STATED EXERCISE: Quote all of the entries word for word.

Named-object pointing records:
####

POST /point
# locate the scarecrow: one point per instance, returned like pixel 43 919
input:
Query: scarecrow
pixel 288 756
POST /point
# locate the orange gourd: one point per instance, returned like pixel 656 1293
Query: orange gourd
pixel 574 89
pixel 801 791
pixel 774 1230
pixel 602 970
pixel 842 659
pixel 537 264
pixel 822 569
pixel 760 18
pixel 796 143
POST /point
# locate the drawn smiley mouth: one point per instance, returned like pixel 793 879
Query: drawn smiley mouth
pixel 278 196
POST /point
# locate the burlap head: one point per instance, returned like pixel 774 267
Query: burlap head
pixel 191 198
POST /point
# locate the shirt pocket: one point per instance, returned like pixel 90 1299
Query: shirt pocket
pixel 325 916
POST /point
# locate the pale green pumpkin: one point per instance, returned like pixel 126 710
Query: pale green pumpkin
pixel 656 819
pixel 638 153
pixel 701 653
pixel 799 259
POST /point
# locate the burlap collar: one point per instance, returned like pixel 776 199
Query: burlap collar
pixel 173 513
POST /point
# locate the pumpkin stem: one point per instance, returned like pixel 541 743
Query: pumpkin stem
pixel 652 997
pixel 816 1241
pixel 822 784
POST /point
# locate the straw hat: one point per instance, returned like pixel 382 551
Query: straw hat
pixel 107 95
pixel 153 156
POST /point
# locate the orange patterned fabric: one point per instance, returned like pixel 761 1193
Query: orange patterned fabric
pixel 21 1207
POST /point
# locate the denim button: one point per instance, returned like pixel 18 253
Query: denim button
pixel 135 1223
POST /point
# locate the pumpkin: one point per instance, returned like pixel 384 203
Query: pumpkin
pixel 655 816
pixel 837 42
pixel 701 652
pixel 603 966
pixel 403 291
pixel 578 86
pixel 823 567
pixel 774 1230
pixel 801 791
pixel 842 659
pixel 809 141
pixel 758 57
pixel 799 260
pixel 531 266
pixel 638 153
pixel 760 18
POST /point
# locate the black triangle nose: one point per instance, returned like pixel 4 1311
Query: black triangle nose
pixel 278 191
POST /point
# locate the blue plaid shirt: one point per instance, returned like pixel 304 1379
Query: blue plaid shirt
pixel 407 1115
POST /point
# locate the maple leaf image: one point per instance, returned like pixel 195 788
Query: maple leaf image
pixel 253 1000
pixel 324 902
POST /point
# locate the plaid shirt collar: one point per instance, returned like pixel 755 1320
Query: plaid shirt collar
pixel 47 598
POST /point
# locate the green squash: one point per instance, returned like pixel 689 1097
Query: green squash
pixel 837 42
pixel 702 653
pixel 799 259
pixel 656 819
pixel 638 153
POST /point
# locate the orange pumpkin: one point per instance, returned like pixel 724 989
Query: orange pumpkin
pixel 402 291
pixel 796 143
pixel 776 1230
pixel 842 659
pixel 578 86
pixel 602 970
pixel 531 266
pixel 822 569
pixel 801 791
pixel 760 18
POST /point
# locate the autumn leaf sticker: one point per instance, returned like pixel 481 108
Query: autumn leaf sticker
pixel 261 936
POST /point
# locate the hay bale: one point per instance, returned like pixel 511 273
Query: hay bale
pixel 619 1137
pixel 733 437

####

THE OUTPUT:
POST /point
# locate the scarecrow: one point per instance, returned like pixel 43 919
input:
Query: scarecrow
pixel 288 756
POST /point
# locate the orange gourd: one point per instance, returned like pixel 656 1293
Query: orange gourd
pixel 574 89
pixel 801 791
pixel 774 1230
pixel 602 970
pixel 842 659
pixel 537 264
pixel 822 569
pixel 760 18
pixel 796 143
POST /point
# locate the drawn smiley mouth: one point per instance, returned like pixel 793 879
Query: drawn smiley mouth
pixel 278 196
POST /point
# locate the burlap head: one point per instance, returned like pixel 774 267
Query: burlap head
pixel 191 198
POST /point
# locate the shirt pocket: one point per instance, returned like pixel 90 1299
Query: shirt pocket
pixel 325 916
POST /point
# locate the pale green pumpkin: one point per instance, returned like pixel 126 710
Query: pale green pumpkin
pixel 656 819
pixel 638 153
pixel 701 653
pixel 799 259
POST /point
# locate the burlap collar: one point per instance, returned like pixel 776 199
Query: burlap collar
pixel 173 513
POST /point
# locate the pumpkin stem: one point per instance, returned like pixel 541 743
Query: pumpkin stem
pixel 652 997
pixel 816 1241
pixel 822 784
POST /point
# locate the straw hat: one point per instance, returned like pixel 382 551
Query: straw hat
pixel 107 95
pixel 153 156
POST /point
# locate the orange patterned fabric: one point per instance, returned like pixel 761 1193
Query: orange patterned fabric
pixel 21 1207
POST /point
# locate the denim button: one point per instance, returned like pixel 18 253
Query: denim button
pixel 135 1223
POST /point
# locate the pumpkin: one point per instance, returned like pixel 384 203
Query: pumpkin
pixel 655 816
pixel 837 42
pixel 701 652
pixel 603 966
pixel 403 291
pixel 578 86
pixel 823 567
pixel 774 1230
pixel 801 791
pixel 842 659
pixel 809 141
pixel 758 57
pixel 799 260
pixel 531 266
pixel 638 153
pixel 760 18
POST /point
# locate the black triangle nose: one point per instance, returned like pixel 4 1311
Query: black triangle nose
pixel 278 191
POST /point
# locate the blue plaid shirt: one point per instance, returned like pixel 304 1379
Query: blue plaid shirt
pixel 407 1115
POST /point
# locate the maple leaf image: one point per instance, returned like pixel 195 788
Query: maple leaf image
pixel 253 1000
pixel 324 902
POST /point
# locate the plaid shirt collar: one point per instance, returned like pixel 755 1320
Query: plaid shirt collar
pixel 47 598
POST /point
# locate the green squash: one point per instance, returned like pixel 689 1097
Query: green squash
pixel 837 42
pixel 702 653
pixel 799 259
pixel 656 819
pixel 638 153
POST /point
# locate the orange pumpkin: one point per instance, returned like pixel 724 989
Query: orange pumpkin
pixel 402 291
pixel 796 143
pixel 776 1230
pixel 842 659
pixel 578 86
pixel 602 970
pixel 531 266
pixel 822 569
pixel 801 791
pixel 760 18
POST /point
# locate the autumn leaf sticker: one point per instance, returned like pixel 481 108
Query: autumn leaf sticker
pixel 261 936
POST /point
# locate the hay bale: one point per instance, returned like pixel 511 273
Query: hay bale
pixel 619 1137
pixel 733 437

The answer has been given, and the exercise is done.